● **Page text**:
Diamonds are a beloved gemstone and the choice centerstone for engagement rings. While diamonds are often advertised as rare, the truth is that they exist in nature abundantly. Large proportions of diamonds live deep inside beneath the Earth’s surface. In fact, scientists approximate that there are a quadrillion tons of diamonds, according to CNN. With so many of them, one can’t help but wonder: are diamonds rare?
Although diamonds are the standard gemstone for engagement rings, it wasn’t always so. Long before snappy marketing campaigns sprouted up and made diamonds mainstream, the most popular stones were actually sapphires and rubies.
So, how did diamonds become the leading stone in the jewelry market? And if there are so many diamonds out there, what makes one rare? Read on as we answer all your questions about the rarity and value of diamonds.
What Are Diamonds?
Diamonds are a single-element stone made almost entirely from carbon. How does a mineral as common as carbon create something as beautiful as a diamond? Carbon needs to be exposed to extreme conditions of heat and pressure. Diamonds form in the Earth’s mantle, where conditions are hot and heavy enough to create a beautiful crystal structure we know as a diamond. Over the course of billions of years these diamonds have surfaced and traveled throughout the Earth via volcanoes, rivers, and waterways.
Why Are Diamonds So Popular?
The De Beers Corporation began mining on a large-scale in South Africa around the turn of the 20th century. As part of a marketing strategy, De Beers convinced the masses that an engagement ring simply wasn’t good enough without a diamond centerstone. How did they pull this off? Well, diamonds are a girl’s best friend, right? Thanks to Hollywood actresses like Marilyn Monroe donning sparkling diamonds, they became the standard hallmark of the wealthy and glamorous.
Diamonds grew in demand exponentially and the golden standard for getting down on one knee required a sparkling diamond. After all, diamonds are forever.
Many sources claim that our affection for diamonds is generated entirely from clever advertising campaigns. Others claim diamonds are a beloved gemstone that for centuries have adorned jewelry around the world.
Debunking Diamond Myths
With a product as in demand as diamonds, myths and misconceptions are bound to circulate. Below are a few of the most common myths about diamonds.
Diamonds are rare: That’s the question that brought you here, right? Well, let’s get right to it. The truth is, all gemstones are relatively rare. That said, diamonds form and occur in nature in huge proportions. If they were actually rare, diamonds would be much harder to get your hands on. When you look around, it’s easy to spot diamonds on ring fingers everywhere. So, if most people have access to buying diamonds, they can’t actually be that rare, can they?

● **What to do**: Carry on the diamond article from the point at which it stops. The rows have no connection to the diamond article.

● **Point-based annotation data**:
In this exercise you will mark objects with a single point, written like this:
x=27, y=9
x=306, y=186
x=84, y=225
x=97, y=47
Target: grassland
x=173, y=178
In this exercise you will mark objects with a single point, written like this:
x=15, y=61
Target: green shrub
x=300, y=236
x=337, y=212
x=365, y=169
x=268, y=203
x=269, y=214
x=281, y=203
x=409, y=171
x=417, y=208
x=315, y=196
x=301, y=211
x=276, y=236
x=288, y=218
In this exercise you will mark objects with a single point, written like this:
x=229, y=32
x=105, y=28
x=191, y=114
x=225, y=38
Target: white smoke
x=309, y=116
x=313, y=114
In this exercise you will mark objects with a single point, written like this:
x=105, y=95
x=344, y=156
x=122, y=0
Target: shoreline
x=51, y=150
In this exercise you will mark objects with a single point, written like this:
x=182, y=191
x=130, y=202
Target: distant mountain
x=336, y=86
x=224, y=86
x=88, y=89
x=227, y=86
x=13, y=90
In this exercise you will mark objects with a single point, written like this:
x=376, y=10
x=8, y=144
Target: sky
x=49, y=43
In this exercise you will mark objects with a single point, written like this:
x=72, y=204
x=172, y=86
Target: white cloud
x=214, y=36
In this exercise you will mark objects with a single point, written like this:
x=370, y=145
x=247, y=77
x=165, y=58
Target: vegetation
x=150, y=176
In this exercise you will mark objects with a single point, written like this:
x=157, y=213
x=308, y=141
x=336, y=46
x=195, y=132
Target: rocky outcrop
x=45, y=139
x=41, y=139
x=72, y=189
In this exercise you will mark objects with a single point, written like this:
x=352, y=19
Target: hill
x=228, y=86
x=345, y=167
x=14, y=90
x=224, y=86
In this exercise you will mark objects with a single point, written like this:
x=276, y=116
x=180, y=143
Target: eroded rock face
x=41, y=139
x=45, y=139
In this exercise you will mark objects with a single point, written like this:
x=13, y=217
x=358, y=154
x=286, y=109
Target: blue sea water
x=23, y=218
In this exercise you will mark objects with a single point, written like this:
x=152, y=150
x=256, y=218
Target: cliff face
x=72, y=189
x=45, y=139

● **Result of this exercise**:
Of course it depends on what type of diamond you are buying. Flawless colorless diamonds will generally be less common and as a result, more expensive. Still, diamonds make up a large portion of jewelry sales with no signs of slowing down.
In fact, diamond sales increased by 7 percent in 2018, according to a report from Alrosa.
With these statistics in mind, it’s hard to look at diamonds as rare. However, there are certain types of diamonds that are highly rare, most of which are colored diamonds.
Diamonds Are More Valuable Than Other Gemstones: This is another myth. Ultimately, gemstones are valued by the variables that make them unique including size, clarity, etc. Diamonds aren’t even the most expensive gemstones available. When weighed against one another per carat, Burmese Rubies and Alexandrites are more expensive than white diamonds. Colored Diamonds however are genuinely rare and they command the highest prices of all gemstones.
Which Diamonds Are Actually Rare?
Now that we’ve gotten some myths out of the way and unveiled the truth about diamonds, are there any forms of diamonds that are actually rare? You bet! In fact, colored diamonds are more rare than colorless diamonds. Collectively, colored diamonds only make up about 2% of total diamond production.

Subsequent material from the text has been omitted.